====== Material to process

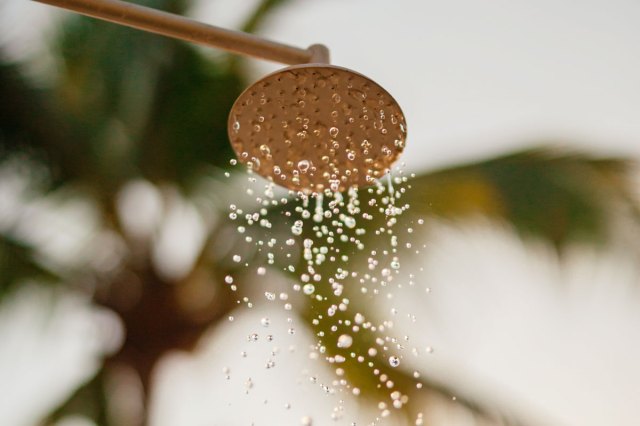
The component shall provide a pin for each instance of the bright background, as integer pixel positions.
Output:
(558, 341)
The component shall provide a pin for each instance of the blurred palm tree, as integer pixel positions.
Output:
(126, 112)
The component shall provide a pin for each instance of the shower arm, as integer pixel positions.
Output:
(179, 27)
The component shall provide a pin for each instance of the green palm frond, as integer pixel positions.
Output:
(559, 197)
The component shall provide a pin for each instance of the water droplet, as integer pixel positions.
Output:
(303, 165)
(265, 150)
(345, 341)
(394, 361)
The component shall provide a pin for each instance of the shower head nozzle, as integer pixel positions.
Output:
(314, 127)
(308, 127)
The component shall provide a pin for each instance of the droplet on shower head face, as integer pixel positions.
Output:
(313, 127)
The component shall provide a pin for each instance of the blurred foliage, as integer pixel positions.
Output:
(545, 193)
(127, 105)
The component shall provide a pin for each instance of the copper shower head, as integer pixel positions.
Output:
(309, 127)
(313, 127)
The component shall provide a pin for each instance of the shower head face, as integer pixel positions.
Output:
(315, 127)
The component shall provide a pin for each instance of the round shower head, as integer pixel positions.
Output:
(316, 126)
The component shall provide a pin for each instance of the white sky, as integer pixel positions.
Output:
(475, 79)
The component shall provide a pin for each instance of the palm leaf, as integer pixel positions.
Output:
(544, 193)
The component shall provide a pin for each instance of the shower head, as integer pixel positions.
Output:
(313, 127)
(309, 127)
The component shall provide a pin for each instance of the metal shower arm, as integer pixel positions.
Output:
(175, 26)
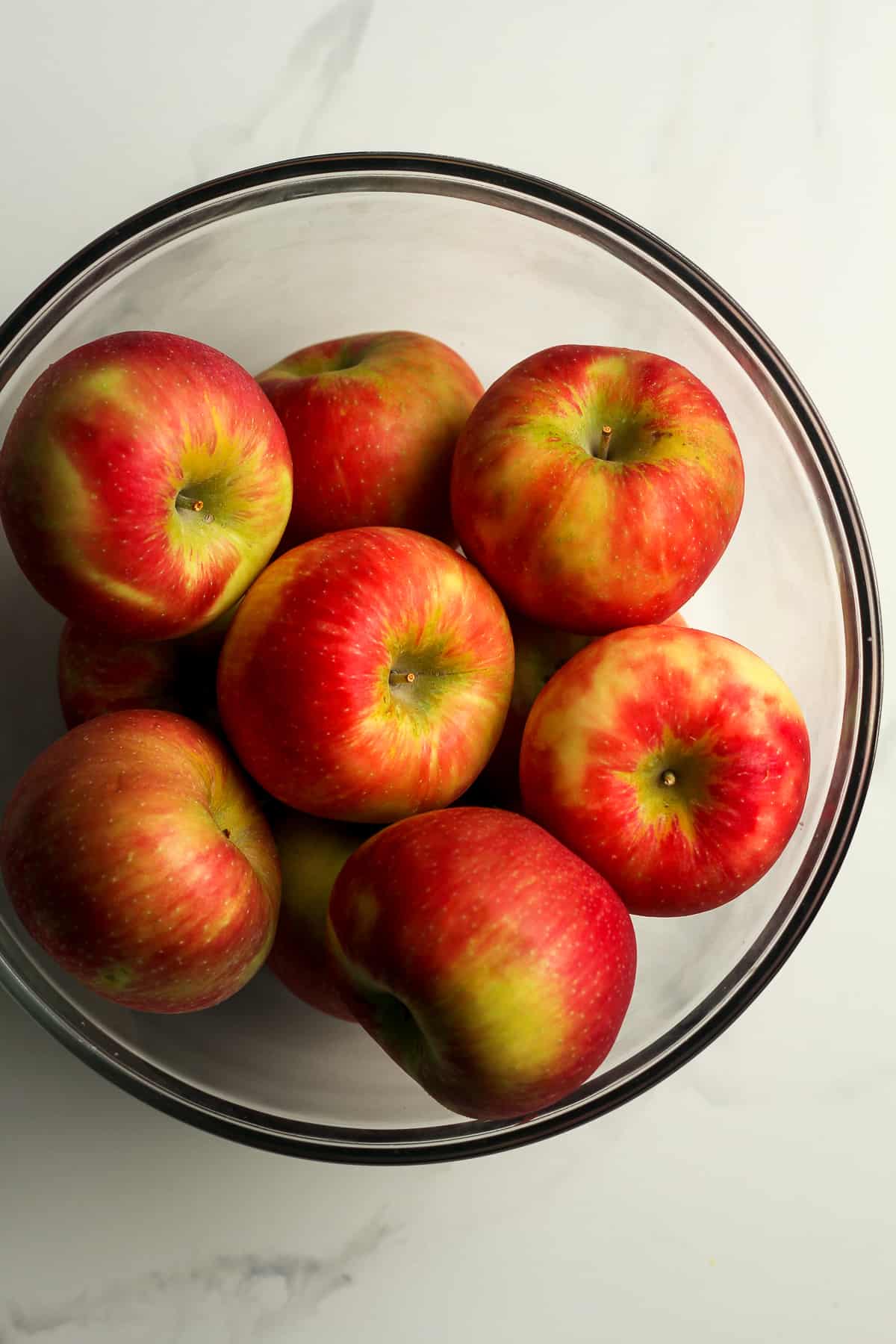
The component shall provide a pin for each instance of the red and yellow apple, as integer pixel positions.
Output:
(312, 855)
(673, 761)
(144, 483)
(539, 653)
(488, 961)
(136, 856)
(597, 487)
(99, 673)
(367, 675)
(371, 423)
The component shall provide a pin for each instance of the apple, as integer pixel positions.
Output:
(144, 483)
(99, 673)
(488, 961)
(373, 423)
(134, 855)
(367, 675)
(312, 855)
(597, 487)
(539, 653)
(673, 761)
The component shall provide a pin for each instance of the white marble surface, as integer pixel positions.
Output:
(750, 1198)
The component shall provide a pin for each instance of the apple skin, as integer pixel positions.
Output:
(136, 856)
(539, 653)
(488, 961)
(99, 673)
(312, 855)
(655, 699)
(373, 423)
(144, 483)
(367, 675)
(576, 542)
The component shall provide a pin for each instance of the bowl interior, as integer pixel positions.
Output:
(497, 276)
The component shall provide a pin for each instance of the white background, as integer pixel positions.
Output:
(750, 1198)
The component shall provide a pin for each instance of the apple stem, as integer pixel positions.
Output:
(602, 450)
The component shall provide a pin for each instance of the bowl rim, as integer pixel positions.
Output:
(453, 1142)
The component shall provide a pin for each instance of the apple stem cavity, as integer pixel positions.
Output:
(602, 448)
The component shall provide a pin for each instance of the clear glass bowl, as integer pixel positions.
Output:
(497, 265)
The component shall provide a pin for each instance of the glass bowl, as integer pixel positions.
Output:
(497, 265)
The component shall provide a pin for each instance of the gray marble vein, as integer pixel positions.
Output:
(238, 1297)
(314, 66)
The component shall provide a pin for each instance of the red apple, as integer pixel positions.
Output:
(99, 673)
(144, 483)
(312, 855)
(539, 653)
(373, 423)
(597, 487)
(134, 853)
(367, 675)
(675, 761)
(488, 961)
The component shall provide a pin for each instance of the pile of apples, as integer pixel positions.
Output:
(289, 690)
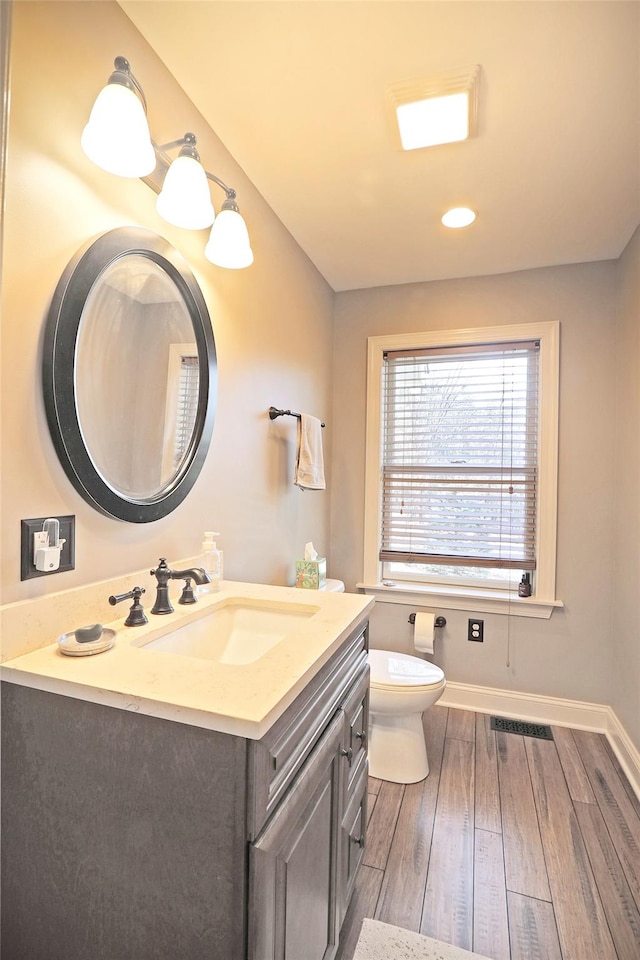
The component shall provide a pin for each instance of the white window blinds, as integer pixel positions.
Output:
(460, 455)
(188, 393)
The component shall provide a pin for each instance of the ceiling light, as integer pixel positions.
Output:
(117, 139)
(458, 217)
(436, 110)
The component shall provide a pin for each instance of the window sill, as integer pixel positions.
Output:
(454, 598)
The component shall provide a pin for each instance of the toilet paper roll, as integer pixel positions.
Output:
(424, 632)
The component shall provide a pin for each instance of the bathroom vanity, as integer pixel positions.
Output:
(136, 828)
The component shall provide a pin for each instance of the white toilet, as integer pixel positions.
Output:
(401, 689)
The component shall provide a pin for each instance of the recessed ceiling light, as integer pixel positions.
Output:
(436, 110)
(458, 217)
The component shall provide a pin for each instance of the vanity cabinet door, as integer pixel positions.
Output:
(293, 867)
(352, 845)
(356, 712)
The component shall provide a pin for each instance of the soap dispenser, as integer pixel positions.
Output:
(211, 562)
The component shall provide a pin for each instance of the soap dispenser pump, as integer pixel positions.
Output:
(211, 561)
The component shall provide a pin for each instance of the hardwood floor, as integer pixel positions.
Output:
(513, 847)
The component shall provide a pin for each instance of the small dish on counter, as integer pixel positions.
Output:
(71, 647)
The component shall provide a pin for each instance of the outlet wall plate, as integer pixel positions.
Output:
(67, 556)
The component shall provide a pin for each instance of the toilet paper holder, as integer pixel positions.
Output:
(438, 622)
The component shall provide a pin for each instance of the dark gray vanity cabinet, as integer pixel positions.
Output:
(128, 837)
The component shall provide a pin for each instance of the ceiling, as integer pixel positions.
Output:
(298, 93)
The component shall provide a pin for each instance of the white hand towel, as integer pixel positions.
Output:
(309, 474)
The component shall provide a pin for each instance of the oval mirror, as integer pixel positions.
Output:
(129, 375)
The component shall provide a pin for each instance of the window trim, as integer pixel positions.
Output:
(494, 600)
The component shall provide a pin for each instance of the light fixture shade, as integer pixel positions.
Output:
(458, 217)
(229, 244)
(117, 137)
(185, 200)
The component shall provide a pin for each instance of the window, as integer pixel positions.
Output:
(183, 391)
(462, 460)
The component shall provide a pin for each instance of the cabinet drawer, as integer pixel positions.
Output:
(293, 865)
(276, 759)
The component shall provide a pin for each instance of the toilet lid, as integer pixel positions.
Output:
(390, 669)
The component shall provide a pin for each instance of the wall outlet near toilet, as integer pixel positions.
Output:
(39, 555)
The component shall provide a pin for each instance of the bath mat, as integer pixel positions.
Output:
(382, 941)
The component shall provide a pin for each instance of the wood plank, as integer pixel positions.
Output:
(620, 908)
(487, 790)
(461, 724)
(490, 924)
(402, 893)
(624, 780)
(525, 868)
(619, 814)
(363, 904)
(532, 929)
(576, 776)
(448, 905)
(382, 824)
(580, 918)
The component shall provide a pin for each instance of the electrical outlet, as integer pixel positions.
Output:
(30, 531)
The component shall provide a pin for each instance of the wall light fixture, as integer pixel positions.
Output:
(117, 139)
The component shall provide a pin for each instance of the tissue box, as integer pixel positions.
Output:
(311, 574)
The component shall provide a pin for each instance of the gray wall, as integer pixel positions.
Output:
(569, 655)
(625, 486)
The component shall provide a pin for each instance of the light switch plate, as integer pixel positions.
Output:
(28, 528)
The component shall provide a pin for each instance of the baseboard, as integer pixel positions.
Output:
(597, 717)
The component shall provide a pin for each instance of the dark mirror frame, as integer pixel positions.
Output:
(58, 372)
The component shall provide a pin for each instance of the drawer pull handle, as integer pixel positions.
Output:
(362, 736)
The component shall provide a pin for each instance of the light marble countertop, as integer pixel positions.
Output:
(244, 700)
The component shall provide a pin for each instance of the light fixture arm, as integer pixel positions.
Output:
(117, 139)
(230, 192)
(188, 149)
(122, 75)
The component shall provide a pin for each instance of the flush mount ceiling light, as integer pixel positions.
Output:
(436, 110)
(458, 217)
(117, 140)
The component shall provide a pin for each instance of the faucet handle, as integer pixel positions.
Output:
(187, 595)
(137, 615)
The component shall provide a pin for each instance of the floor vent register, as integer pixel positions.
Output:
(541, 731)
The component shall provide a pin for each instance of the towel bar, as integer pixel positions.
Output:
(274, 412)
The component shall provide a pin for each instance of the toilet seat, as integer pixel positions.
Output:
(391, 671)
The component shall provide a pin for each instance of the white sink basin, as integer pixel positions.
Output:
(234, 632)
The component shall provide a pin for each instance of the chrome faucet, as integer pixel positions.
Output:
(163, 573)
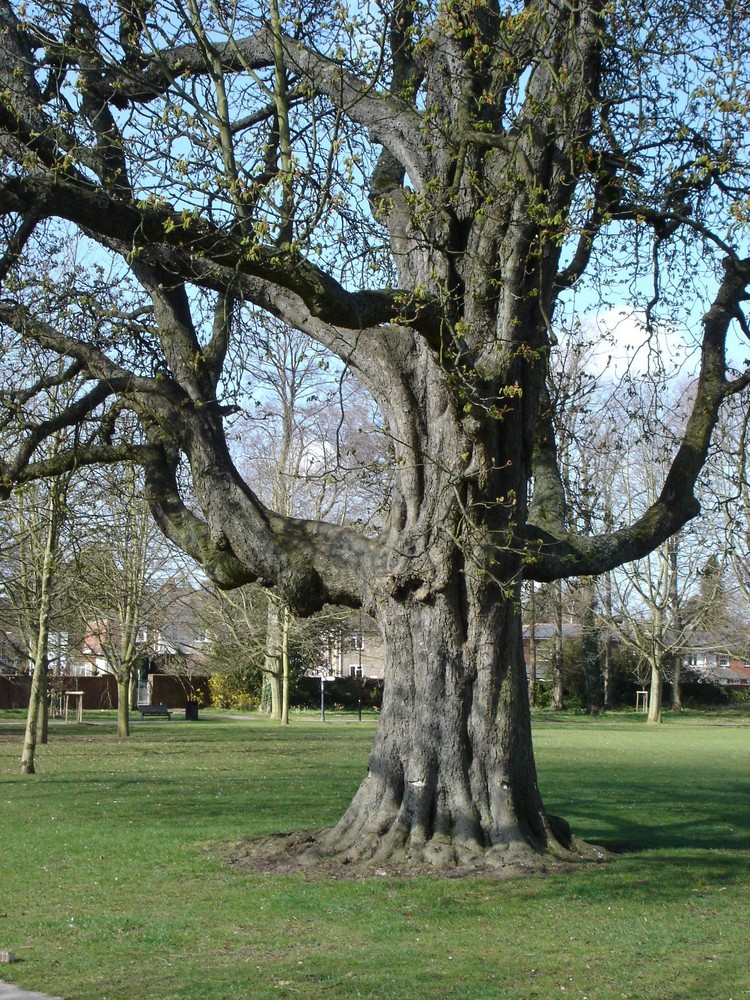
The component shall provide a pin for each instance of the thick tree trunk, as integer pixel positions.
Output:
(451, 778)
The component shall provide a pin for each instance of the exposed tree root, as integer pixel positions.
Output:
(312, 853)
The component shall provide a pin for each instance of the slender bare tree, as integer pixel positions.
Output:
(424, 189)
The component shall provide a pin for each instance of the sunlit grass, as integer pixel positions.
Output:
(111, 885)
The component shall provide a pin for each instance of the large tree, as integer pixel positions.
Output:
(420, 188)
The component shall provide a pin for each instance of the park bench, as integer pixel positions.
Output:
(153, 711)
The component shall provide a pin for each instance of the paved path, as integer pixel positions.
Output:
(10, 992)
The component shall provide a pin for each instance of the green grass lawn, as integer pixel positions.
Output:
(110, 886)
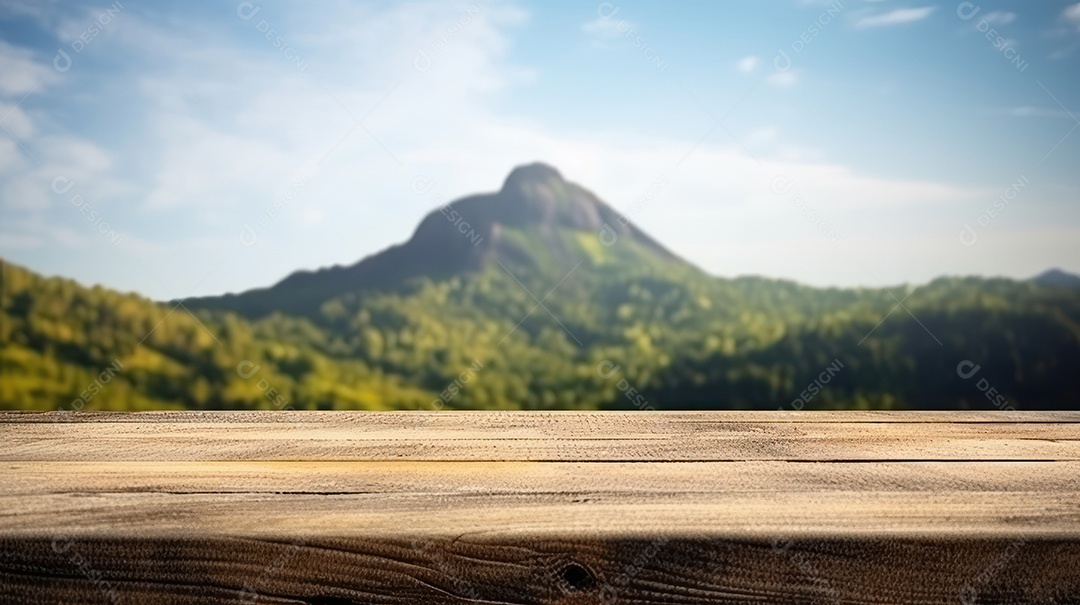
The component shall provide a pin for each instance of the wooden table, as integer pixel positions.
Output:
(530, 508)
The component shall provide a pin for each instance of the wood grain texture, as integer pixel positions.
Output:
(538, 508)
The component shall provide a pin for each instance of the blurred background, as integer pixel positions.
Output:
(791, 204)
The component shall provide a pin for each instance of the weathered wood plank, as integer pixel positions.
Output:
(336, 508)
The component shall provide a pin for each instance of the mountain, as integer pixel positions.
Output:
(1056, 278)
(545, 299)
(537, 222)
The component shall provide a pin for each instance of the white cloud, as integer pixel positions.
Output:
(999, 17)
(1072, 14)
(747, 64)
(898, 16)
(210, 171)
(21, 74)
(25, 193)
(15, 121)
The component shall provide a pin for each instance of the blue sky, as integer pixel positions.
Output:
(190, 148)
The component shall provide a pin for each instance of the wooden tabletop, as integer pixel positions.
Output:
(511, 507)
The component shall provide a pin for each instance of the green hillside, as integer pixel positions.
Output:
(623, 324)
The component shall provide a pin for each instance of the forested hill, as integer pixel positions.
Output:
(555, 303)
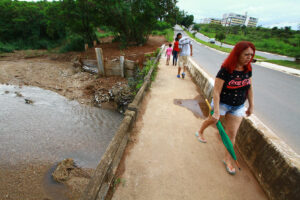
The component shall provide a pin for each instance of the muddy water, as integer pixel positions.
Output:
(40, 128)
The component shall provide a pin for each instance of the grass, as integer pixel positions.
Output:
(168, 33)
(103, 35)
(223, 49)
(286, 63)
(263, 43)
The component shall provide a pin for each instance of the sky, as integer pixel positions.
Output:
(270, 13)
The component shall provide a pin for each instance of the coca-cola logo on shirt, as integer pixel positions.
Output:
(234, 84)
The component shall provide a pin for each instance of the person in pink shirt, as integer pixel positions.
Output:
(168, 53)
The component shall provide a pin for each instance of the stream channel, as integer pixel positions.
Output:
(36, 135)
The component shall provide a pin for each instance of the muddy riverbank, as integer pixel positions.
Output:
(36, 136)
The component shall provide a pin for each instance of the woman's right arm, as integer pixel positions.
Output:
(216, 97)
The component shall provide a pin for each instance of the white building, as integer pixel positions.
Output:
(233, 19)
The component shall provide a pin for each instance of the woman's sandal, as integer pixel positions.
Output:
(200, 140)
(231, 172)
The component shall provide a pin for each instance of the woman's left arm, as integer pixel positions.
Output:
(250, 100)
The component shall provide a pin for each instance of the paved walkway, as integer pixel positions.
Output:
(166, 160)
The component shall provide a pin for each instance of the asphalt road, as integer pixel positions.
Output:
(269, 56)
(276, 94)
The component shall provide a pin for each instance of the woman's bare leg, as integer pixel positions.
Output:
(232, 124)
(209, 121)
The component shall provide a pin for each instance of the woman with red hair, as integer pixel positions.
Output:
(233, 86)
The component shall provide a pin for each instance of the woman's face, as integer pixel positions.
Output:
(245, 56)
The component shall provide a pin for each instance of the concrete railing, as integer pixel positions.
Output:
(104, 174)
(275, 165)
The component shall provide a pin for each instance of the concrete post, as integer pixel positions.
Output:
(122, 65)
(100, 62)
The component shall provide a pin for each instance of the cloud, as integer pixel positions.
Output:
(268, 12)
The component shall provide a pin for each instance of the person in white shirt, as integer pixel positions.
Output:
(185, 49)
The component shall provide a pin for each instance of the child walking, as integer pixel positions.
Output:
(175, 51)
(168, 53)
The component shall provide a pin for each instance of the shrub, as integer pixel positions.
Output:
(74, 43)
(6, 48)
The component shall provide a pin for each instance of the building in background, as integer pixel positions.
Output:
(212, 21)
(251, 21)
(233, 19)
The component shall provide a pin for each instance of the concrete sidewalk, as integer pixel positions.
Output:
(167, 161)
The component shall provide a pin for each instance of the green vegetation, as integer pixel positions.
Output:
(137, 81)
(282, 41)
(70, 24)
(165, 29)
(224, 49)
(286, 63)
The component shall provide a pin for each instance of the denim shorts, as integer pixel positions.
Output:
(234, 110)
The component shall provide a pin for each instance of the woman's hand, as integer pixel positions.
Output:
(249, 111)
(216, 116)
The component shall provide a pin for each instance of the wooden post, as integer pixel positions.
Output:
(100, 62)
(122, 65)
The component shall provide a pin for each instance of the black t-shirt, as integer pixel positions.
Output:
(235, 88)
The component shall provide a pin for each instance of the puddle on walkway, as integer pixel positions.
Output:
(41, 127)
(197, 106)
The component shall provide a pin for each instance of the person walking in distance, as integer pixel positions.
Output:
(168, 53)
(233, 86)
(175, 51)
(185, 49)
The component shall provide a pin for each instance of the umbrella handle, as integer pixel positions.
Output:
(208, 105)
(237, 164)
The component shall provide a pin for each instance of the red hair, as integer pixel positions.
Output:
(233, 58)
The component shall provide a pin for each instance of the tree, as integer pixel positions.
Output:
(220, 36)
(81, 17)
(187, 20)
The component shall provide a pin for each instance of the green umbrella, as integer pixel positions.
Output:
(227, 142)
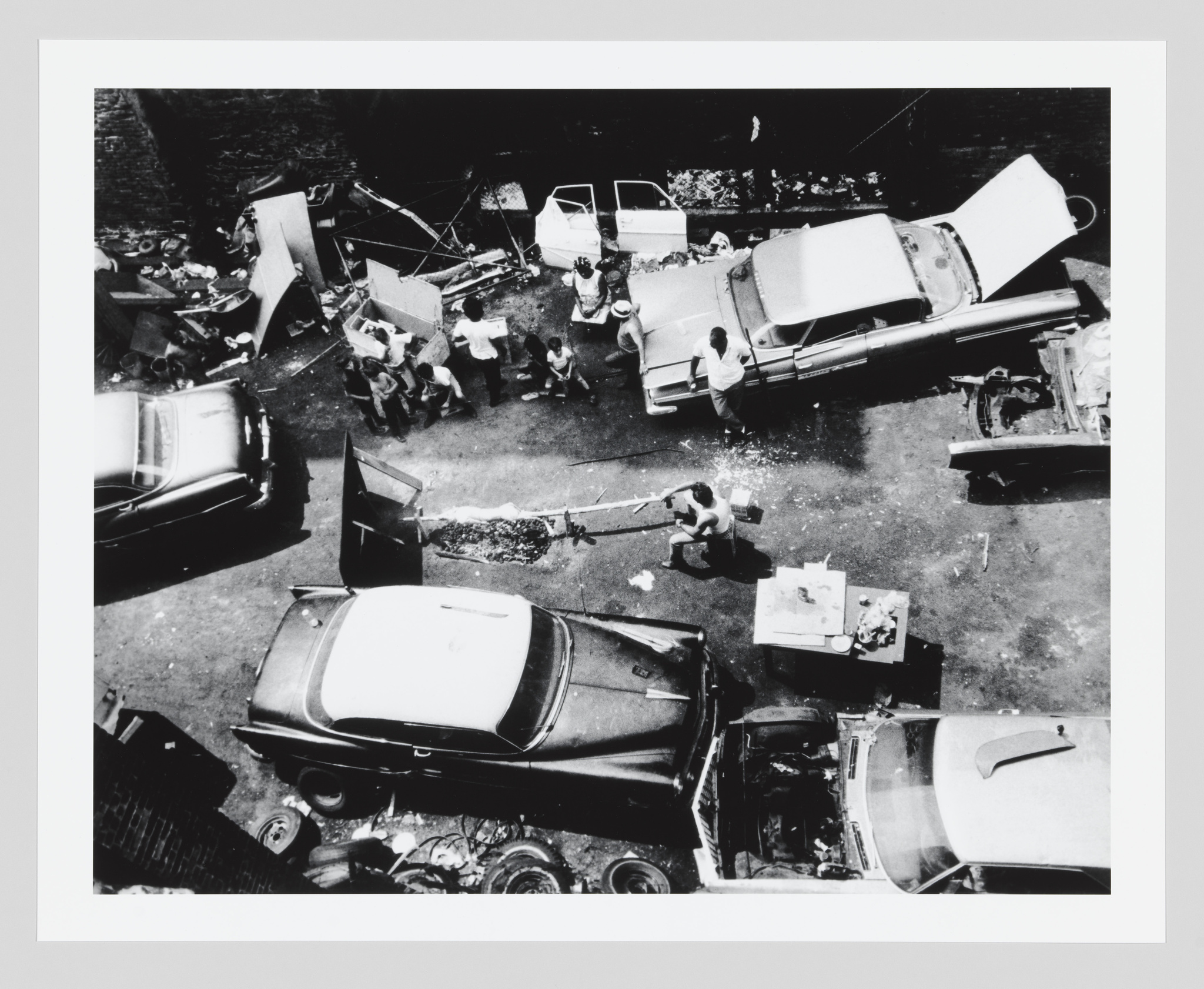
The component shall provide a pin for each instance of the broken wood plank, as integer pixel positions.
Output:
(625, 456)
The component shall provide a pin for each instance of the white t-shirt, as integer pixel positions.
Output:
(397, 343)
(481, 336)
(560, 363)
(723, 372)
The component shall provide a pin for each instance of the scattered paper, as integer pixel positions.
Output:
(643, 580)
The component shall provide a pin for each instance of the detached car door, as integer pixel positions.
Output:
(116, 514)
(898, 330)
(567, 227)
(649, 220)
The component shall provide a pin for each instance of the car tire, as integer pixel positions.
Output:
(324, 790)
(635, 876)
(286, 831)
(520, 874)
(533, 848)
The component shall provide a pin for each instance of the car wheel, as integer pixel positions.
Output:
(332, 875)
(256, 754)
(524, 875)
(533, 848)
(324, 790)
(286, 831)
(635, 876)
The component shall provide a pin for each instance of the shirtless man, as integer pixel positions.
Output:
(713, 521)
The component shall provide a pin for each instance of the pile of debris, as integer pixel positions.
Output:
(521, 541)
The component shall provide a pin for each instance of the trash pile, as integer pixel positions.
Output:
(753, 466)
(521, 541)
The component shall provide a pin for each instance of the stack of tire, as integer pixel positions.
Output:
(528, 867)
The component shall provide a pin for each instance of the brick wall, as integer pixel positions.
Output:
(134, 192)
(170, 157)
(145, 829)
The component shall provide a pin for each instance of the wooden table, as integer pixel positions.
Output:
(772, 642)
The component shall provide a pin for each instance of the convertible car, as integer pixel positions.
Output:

============

Work to be completed >> Where a line above contains the string "fixture", copy that line.

Solution to the problem >>
The component shall provide a pin for each instance of the light fixture shade, as integer pixel positions.
The component shall provide a pin for each instance of the wall light fixture, as integer pixel positions.
The component shall provide a pin for each instance of the light fixture arm, as integer pixel positions.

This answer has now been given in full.